Swap every "tree trunk" in the data below for "tree branch" and give the lines back with nothing else changed. Leave the pictures out.

*Material for this exercise*
* Begin *

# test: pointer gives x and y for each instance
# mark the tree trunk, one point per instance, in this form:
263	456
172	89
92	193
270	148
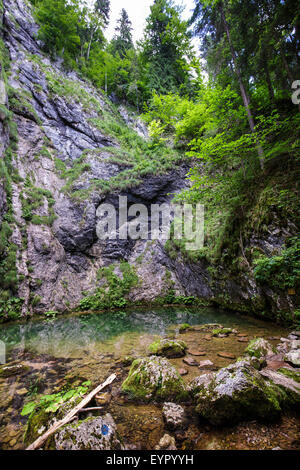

* End *

*Exercise result*
# test: pointer gives x and y for each instance
# mark the tree branch, one point per instance, in this form:
263	456
172	89
92	193
270	148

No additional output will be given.